─── Record extracts ───

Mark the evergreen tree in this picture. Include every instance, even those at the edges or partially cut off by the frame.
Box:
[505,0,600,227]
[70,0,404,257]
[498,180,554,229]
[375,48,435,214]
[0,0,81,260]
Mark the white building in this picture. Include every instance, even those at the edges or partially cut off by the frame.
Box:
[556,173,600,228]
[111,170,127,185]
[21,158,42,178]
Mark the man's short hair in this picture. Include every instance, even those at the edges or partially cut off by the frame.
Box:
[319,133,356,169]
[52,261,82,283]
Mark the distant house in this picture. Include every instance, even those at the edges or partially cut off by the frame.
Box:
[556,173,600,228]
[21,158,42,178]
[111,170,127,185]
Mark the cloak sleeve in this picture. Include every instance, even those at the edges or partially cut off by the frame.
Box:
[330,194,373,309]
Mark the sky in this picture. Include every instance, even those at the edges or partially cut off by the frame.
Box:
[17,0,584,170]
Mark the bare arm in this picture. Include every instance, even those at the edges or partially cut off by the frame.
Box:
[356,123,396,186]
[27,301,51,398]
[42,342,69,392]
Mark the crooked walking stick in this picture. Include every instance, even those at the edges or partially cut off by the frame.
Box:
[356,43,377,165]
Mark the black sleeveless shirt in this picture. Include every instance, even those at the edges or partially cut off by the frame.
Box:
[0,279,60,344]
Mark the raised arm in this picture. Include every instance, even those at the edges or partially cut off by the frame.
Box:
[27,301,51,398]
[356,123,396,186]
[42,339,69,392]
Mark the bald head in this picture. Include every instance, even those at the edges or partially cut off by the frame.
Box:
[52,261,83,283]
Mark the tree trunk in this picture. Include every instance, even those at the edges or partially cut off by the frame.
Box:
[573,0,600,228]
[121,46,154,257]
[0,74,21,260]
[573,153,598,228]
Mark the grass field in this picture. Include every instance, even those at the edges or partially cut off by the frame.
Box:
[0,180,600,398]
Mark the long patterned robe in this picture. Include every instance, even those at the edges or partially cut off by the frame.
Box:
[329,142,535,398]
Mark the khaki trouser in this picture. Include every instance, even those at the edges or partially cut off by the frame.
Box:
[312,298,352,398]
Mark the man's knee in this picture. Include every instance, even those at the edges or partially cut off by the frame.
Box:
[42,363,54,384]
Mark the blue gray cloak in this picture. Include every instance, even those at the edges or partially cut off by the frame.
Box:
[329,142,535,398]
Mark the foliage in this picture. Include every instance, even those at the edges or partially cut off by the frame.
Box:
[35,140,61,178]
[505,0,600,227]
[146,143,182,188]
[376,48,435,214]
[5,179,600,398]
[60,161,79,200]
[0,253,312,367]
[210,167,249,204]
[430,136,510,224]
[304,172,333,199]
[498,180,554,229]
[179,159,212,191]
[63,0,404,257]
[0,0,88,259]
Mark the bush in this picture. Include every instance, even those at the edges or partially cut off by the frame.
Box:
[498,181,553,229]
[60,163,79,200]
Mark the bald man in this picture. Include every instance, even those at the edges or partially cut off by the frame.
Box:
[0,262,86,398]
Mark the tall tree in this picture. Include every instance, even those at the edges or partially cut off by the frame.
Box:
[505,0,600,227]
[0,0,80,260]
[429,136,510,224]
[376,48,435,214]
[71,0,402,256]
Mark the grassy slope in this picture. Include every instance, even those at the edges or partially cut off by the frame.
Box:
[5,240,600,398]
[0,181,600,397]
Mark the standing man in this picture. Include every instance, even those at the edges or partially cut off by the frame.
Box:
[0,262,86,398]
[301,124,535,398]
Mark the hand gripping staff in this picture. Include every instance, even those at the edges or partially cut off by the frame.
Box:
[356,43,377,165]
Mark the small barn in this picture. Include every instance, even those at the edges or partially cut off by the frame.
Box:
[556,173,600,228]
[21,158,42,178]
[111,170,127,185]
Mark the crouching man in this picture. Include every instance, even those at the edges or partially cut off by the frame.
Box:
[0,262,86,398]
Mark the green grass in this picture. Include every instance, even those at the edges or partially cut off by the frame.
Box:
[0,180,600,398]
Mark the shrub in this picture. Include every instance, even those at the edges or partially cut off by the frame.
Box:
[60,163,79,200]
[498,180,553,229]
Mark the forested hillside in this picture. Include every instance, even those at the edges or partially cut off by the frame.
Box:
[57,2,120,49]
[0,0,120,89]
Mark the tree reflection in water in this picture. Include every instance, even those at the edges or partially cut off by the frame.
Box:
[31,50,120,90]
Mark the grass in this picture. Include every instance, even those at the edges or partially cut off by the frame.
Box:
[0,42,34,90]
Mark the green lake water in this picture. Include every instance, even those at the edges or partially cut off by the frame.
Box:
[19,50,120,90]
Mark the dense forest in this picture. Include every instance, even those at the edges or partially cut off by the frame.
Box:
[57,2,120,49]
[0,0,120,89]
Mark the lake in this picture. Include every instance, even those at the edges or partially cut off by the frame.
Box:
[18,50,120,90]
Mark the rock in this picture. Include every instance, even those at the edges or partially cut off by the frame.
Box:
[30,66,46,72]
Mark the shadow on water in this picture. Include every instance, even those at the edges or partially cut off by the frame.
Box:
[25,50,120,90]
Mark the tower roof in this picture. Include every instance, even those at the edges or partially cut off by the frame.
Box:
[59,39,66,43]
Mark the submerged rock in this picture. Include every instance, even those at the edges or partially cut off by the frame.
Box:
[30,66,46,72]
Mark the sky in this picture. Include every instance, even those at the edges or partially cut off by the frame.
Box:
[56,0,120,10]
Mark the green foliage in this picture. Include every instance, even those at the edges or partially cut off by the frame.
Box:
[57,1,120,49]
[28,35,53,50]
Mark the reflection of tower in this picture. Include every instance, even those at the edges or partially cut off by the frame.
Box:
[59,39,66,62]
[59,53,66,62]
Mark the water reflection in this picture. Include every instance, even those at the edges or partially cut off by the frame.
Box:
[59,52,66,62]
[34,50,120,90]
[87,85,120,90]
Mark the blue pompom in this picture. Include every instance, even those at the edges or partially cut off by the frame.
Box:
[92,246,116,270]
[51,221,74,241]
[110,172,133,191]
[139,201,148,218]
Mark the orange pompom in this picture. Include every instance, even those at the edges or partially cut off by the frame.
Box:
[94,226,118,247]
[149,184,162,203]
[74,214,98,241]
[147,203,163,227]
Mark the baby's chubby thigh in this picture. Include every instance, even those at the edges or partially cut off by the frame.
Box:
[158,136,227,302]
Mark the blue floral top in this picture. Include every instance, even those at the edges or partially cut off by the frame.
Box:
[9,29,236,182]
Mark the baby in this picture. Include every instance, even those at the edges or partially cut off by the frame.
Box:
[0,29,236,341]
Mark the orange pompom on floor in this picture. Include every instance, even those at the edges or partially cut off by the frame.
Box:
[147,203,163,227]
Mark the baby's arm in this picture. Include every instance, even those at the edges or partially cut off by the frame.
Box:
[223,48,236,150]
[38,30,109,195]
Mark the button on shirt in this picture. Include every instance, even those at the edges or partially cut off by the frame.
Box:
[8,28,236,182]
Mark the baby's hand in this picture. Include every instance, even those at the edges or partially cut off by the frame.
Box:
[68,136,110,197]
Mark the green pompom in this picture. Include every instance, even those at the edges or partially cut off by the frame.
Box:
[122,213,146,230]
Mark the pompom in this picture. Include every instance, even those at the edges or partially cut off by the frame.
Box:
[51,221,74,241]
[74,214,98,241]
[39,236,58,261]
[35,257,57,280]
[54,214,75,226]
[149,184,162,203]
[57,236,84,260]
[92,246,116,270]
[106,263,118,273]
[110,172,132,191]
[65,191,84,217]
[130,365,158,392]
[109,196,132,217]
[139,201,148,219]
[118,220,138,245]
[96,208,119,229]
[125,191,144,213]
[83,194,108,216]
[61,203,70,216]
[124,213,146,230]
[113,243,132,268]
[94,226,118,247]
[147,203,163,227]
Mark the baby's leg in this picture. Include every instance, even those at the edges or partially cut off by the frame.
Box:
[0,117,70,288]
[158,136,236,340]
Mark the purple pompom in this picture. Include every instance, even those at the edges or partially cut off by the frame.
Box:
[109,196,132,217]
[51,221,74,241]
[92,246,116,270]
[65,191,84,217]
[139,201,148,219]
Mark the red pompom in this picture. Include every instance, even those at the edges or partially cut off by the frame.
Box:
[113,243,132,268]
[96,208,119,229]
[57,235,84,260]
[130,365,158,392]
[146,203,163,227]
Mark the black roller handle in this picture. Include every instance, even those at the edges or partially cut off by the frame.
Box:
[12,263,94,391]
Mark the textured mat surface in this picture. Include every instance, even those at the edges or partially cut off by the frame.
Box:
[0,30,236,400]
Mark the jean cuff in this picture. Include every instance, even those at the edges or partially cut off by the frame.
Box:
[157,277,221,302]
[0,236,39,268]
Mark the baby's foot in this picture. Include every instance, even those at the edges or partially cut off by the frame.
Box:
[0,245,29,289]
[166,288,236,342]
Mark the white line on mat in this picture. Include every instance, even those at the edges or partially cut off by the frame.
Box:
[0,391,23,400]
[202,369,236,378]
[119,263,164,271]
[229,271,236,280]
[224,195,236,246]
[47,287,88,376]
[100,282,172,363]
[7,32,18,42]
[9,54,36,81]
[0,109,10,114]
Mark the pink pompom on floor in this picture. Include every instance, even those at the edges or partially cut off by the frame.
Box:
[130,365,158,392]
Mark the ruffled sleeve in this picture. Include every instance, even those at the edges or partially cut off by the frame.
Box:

───

Please put the records above into a CSV with the columns "prompt" and "response", beginning at the start of the records and stopping after the line that contains "[52,261,83,283]". Give each text and the answer that follows it one row, quote every field, and turn line breaks inside a field into spaces.

prompt,response
"Mark the evergreen tree in this picture. Include every instance, even those at the edges or partially cut off by the frame. Box:","[505,0,600,227] [70,0,404,257] [498,180,554,229] [375,48,435,214] [0,0,81,260]"
"Mark the white building in this picture. Include every instance, even those at the edges or partially cut off by the frame. Box:","[556,173,600,228] [111,170,127,185] [21,158,42,178]"
"Mark the man's short hair in this picture. Include every instance, even those at the edges or partially cut off by the frame. Box:","[319,133,356,169] [52,261,82,283]"
"Mark the distant house in this picture. Include every instance, even those at the edges or partially cut off by the frame. Box:","[556,173,600,228] [21,158,42,178] [111,170,127,185]"
"Mark the cloak sleeve in this picture. Include every instance, even those at the edges or partially cut off by the frame. Box:","[330,194,373,309]"
"Mark the sky in this picture. Include every instance, even those at the edges or partially cut off by the frame. Box:","[17,0,584,170]"
"Mark the bare arm in this picture. Include every instance, even those at the edges or partially cut off by the frame. Box:","[356,123,396,186] [27,301,51,398] [42,342,69,392]"
"Mark the crooked walking stick in this picture. Include every instance, even those at the edges or partially cut off by the frame. Box:","[356,43,377,165]"
"Mark the black sleeveless shirt in this picture. Include every instance, even those at the edges or partially cut off by the frame. Box:","[0,279,60,344]"
"Mark the raised arm in this picture. Include every instance, even those at the edges or partially cut off by the frame. Box:","[27,301,51,398] [356,123,396,186] [42,339,69,392]"
"Mark the bald head in this picture. Include every instance, even those at the edges or partially cut off by the frame. Box:","[52,261,83,283]"